## Work instructions
1 – In the essay about losing an aunt, what did the aunt tell the cousin they mustn't forget?
2 – Translate this sentence from the essay about losing an aunt into Spanish: "In the last couple of days, she spoke little."
3 – Write the next part of the essay about the aunt and the Love Boat, picking up after its final sentence.

A Sky with Diamonds
A Counter-Mood
I am writing to you at the end of a heavy week for me. If you read my last piece, Dropping out of the New Year Race, you’ll know that this year began with heft.
This letter is later than I expected. I lost an Aunt who was really special to me. I knew her the best of all my aunties because she and I often overlapped for weeks when I lived with my grandmother during hot East coast summers as a late teen.
While she had many challenges (including being dependent on formal care for most of her adult life) she was a powerful teacher to me. In the midst of great vulnerability and struggle, her capacity to be curious and interested in everyone she met was unrivaled.
In the last couple of days, she spoke little. But at one point, she told my cousin very seriously that we mustn’t “forget the Love Boat.”
The Love Boat? Like Capital L, Capital B?
For those of you who grew up in the 70s and 80s, you’ll catch this reference. The Love Boat was an American love drama on the MS Pacific Princess. Since most of us only had three TV channels when we grew up, chances are you spent part of your Saturday night watching that hunk of a Captain Stubing.
When my Aunt shared this wisdom, with a serious tone, I wonder whether she might have meant something else besides the show that came before Fantasy Island.

Detection annotation records

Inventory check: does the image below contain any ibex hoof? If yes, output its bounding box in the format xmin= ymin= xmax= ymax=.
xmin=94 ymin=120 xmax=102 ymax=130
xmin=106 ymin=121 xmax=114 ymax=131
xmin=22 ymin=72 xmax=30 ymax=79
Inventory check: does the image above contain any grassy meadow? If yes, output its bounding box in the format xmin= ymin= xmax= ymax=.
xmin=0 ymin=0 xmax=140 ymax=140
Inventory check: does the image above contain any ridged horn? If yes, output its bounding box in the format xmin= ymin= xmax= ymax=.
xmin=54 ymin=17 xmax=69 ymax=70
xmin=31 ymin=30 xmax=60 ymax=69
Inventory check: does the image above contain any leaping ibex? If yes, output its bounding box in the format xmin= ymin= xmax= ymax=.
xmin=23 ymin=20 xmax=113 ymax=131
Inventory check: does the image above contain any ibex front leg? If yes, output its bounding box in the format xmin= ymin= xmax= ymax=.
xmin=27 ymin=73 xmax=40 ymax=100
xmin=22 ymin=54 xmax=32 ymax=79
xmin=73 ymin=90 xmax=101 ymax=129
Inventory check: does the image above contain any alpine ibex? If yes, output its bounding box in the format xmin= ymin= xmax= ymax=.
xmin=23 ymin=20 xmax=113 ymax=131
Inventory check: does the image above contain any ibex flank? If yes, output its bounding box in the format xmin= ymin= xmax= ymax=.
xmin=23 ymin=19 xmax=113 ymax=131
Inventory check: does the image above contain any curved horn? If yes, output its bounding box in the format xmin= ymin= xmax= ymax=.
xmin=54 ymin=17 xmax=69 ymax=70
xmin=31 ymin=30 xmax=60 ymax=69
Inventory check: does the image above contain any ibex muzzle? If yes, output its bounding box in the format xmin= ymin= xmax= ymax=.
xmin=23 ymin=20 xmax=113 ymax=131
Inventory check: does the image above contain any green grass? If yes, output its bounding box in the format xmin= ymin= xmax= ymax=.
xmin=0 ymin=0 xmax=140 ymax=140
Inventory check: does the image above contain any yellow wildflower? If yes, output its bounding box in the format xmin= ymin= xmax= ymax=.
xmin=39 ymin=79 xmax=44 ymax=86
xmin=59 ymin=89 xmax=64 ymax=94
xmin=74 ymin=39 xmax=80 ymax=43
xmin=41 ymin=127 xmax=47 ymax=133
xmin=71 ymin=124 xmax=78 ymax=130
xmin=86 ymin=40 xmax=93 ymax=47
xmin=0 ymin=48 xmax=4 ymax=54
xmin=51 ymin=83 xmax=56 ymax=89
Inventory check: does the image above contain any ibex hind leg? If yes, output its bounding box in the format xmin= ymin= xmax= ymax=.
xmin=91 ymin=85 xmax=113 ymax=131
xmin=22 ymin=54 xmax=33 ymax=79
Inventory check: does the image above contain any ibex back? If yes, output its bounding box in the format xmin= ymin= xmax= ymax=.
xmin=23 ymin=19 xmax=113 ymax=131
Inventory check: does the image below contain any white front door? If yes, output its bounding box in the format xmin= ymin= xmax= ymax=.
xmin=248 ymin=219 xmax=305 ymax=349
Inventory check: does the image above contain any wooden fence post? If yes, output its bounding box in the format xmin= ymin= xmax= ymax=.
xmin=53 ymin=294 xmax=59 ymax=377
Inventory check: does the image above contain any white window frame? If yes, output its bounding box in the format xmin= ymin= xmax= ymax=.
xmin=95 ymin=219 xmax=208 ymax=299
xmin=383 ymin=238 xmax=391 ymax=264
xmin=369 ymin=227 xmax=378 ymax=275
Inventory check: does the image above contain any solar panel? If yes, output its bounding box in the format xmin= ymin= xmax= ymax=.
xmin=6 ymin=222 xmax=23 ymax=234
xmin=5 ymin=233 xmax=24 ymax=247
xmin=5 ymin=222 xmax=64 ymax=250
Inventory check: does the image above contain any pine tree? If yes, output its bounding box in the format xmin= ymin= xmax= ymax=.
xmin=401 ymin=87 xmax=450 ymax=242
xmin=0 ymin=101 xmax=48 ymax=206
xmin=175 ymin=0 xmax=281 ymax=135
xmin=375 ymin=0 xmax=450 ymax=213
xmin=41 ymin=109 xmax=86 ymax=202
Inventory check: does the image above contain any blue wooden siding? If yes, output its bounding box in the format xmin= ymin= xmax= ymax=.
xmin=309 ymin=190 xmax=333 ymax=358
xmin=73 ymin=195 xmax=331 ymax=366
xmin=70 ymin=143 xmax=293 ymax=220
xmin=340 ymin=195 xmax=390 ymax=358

## Results of the exercise
1 – The Love Boat.

2 – En los últimos dos días, habló poco.

3 –
*
To be with my grief, I’ve been taking lots of long afternoon walks. On one of them, the Sun pierced through two months of near-constant gray. It was as if she knocked on Earth’s door and forgot to take off her shoes.
As I made my way up a ridge, I saw something I’d never seen. It wasn’t a classic sun dog, those rainbow like horizontal sun spots. But a gigantic beam of light interpenetrated by diamond snow crystals that looked more like a cosmic vertical universe opening up its arms.
Here it is…caught in real time.
All I could think of was the song Diamonds on the Soles of her Shoes by Paul Simon. I also couldn’t help but recall that gorgeous Tlingit name for sunbeam, shared by my friend Lance X’unei Twichell in his book of poems G̱agaan X̱ʼusyee / Below the Foot of the Sun.
Stunned by this solar phenomenon, I stood still for what seemed like ages. It felt good to take in something that felt inherently counter to the violent global mood.
*
Earlier this week I wrote “While there are some who want us to believe that power is wielded by force, intimidation, threats and violence- and that there’s no use in resisting- somehow these subtle cosmic sky crystals reveal a different truth.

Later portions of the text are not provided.